Polecenie
Powiel dokładnie poniższe wiersze wszystkich rekordów. Obrazy pomiń w odpowiedzi.

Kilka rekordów
+ + +
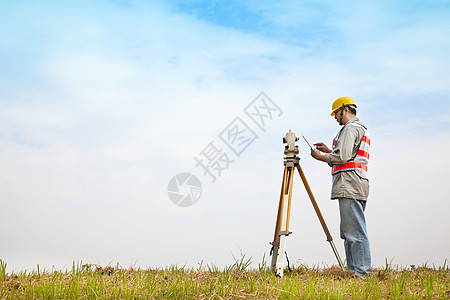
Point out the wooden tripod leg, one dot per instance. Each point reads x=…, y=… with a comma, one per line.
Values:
x=319, y=215
x=282, y=226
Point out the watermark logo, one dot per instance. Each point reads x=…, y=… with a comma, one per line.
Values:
x=184, y=189
x=217, y=156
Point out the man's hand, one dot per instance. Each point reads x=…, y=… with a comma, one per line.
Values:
x=318, y=155
x=322, y=147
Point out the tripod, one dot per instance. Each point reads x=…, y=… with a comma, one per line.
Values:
x=292, y=161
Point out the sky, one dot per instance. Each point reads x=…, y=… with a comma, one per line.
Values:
x=104, y=103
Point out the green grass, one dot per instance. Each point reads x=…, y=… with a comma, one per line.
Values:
x=233, y=282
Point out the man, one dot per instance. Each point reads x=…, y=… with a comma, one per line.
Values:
x=348, y=158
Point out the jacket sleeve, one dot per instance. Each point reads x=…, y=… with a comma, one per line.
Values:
x=345, y=148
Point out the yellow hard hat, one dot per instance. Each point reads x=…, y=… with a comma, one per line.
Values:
x=340, y=102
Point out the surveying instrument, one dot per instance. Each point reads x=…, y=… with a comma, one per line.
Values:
x=292, y=161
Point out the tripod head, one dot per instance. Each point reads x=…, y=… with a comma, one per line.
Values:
x=291, y=150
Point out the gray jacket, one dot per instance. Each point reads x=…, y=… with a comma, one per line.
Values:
x=348, y=184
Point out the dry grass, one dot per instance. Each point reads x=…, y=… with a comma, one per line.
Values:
x=208, y=282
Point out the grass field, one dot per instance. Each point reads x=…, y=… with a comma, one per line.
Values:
x=86, y=281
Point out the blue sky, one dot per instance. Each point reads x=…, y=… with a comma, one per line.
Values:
x=102, y=103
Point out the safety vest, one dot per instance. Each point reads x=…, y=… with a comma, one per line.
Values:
x=359, y=163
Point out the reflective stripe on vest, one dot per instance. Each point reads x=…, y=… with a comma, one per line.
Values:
x=359, y=163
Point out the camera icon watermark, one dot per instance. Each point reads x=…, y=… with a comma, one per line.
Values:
x=184, y=189
x=219, y=154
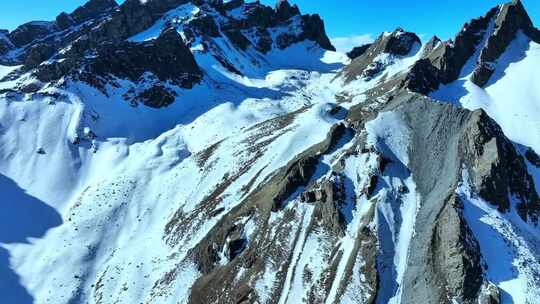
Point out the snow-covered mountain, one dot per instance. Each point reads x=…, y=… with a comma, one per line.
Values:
x=206, y=151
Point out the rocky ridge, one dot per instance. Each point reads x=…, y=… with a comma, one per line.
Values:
x=312, y=183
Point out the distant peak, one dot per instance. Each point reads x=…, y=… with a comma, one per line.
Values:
x=285, y=10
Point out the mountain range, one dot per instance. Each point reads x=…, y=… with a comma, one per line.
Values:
x=210, y=151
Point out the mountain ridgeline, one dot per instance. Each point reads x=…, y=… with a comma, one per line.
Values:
x=208, y=151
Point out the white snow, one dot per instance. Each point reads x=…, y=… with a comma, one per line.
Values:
x=175, y=16
x=509, y=247
x=512, y=96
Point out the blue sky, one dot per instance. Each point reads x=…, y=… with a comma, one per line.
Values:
x=351, y=21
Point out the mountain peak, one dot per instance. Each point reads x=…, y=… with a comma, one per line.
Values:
x=285, y=10
x=512, y=18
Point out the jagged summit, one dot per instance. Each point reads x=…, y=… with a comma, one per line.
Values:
x=75, y=44
x=380, y=53
x=209, y=151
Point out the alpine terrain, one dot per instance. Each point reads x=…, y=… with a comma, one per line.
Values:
x=209, y=151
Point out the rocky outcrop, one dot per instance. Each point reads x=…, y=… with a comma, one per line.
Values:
x=511, y=18
x=313, y=29
x=422, y=78
x=450, y=57
x=29, y=32
x=532, y=157
x=397, y=43
x=358, y=51
x=431, y=45
x=92, y=9
x=167, y=58
x=284, y=10
x=497, y=171
x=37, y=54
x=457, y=259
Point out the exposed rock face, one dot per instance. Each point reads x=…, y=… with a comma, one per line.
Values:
x=457, y=254
x=423, y=77
x=92, y=9
x=29, y=32
x=397, y=43
x=497, y=171
x=532, y=157
x=167, y=57
x=284, y=10
x=511, y=18
x=38, y=53
x=432, y=44
x=450, y=57
x=314, y=30
x=358, y=51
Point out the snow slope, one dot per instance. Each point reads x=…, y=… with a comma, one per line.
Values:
x=512, y=96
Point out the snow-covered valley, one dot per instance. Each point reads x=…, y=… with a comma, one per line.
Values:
x=246, y=161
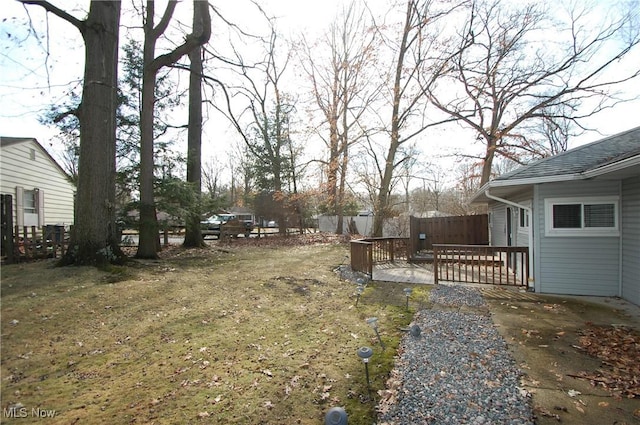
+ + +
Rozwiązanie
Point out the wooden tripod leg, one dot per instance. Each point reads x=…, y=… with a comma, one per line.
Values:
x=319, y=215
x=282, y=226
Point out the watermark logo, one dot per instance. Each point reads x=…, y=… with a comma, one per line.
Values:
x=184, y=189
x=217, y=156
Point out the man's hand, one dot per instance. Each point reads x=…, y=… with a comma, one per line.
Values:
x=318, y=155
x=322, y=147
Point out the tripod, one dot per instance. Each point reads x=…, y=… with a comma, one per line.
Values:
x=292, y=161
Point out the sky, one dot per instance. Each point reads x=…, y=… with a comma, one per line.
Values:
x=104, y=103
Point out the green grass, one dot per instance. Each point reads x=…, y=… with a comma, one per line.
Values:
x=233, y=282
Point out the man, one dot per instance. Each point reads x=…, y=… with a comma, one per line.
Values:
x=348, y=158
Point out the jacket sleeve, one dot per instance. Each point reads x=…, y=… with a comma, one per line.
Values:
x=345, y=148
Point out the yellow hard hat, one dot per instance. Each point reads x=…, y=… with a comma, one per line.
Values:
x=340, y=102
Point out the surveying instrument, one dot per instance. Each point reads x=…, y=… with a comma, one per line.
Values:
x=292, y=161
Point out the tripod head, one dot per instance. Each point reads x=…, y=… with a comma, one per line.
Values:
x=291, y=150
Point out the gray jacket, one dot per instance. Each point reads x=…, y=… with a comma, one per line.
Values:
x=348, y=184
Point out the dry grass, one dot per instance. Each point reads x=…, y=… with a comma, one per line.
Values:
x=208, y=282
Point out the grass field, one dot per instance. Each point reads x=…, y=… with a comma, one per line.
Values:
x=86, y=281
Point out the blue sky, one dot per instance. Each point reads x=…, y=… with a comma, one per line.
Values:
x=102, y=103
Point out the safety vest, one dot per instance. Each point reads x=…, y=… with a comma, one per line.
Values:
x=359, y=163
Point out the reflective stripe on vest, one dot per instance. Each point reads x=…, y=… with a comma, one per line.
Values:
x=359, y=163
Point out the camera icon watermark, one dot per instance. Each point reads x=…, y=… with a comma, one per line.
Values:
x=184, y=189
x=219, y=154
Point out the snow-covered mountain, one dot per instance. Each point reads x=…, y=… with a comma, one per line.
Values:
x=206, y=151
Point out the rocky ridge, one dot per instance. Each point reads x=…, y=… with a comma, one per line.
Values:
x=312, y=183
Point out the distant peak, one dot per instance. Each point reads x=…, y=… with a comma, one per line.
Values:
x=285, y=10
Point out the mountain range, one dot per instance. Each point reads x=…, y=… with a comma, one per line.
Values:
x=210, y=151
Point out the mountain ridgeline, one dot per instance. Each point reads x=…, y=… with a comma, one per line.
Values:
x=208, y=151
Point out the white snow, one dot per instance. Each point reads x=…, y=… with a comma, one per line.
Values:
x=175, y=16
x=509, y=247
x=512, y=96
Point out the blue sky, one dot per instance. Each point reads x=…, y=… with a comma, one per line.
Values:
x=351, y=21
Point out the mountain peak, one dot per instance. Each point reads x=…, y=… with a comma, one per line.
Values:
x=285, y=10
x=512, y=18
Point out the jagged summit, one dot per instance. Each point reads x=…, y=… with a comma, one per line.
Values:
x=75, y=44
x=380, y=53
x=209, y=151
Point out the alpine terrain, one dot per instance. Each point reads x=…, y=… with a comma, one per line.
Values:
x=209, y=151
Point out the rocky outcrop, one dot per instance. Each point reads x=…, y=… with a comma, one per line.
Values:
x=511, y=18
x=313, y=29
x=422, y=78
x=450, y=57
x=29, y=32
x=532, y=157
x=397, y=43
x=358, y=51
x=431, y=45
x=92, y=9
x=167, y=58
x=284, y=10
x=497, y=171
x=37, y=54
x=457, y=259
Point out the exposed rock face, one dot per instance. Each point reads x=…, y=… with a comma, one per line.
Values:
x=457, y=254
x=423, y=77
x=92, y=9
x=29, y=32
x=397, y=43
x=497, y=171
x=532, y=157
x=167, y=57
x=284, y=10
x=511, y=18
x=38, y=53
x=432, y=44
x=450, y=57
x=314, y=30
x=358, y=51
Point out the snow slope, one dot per instance. Each point reads x=…, y=… with a comma, one per line.
Values:
x=512, y=96
Point out the snow-covered valley, one dot per instance. Each point reads x=…, y=… with a comma, one per line.
Values:
x=246, y=161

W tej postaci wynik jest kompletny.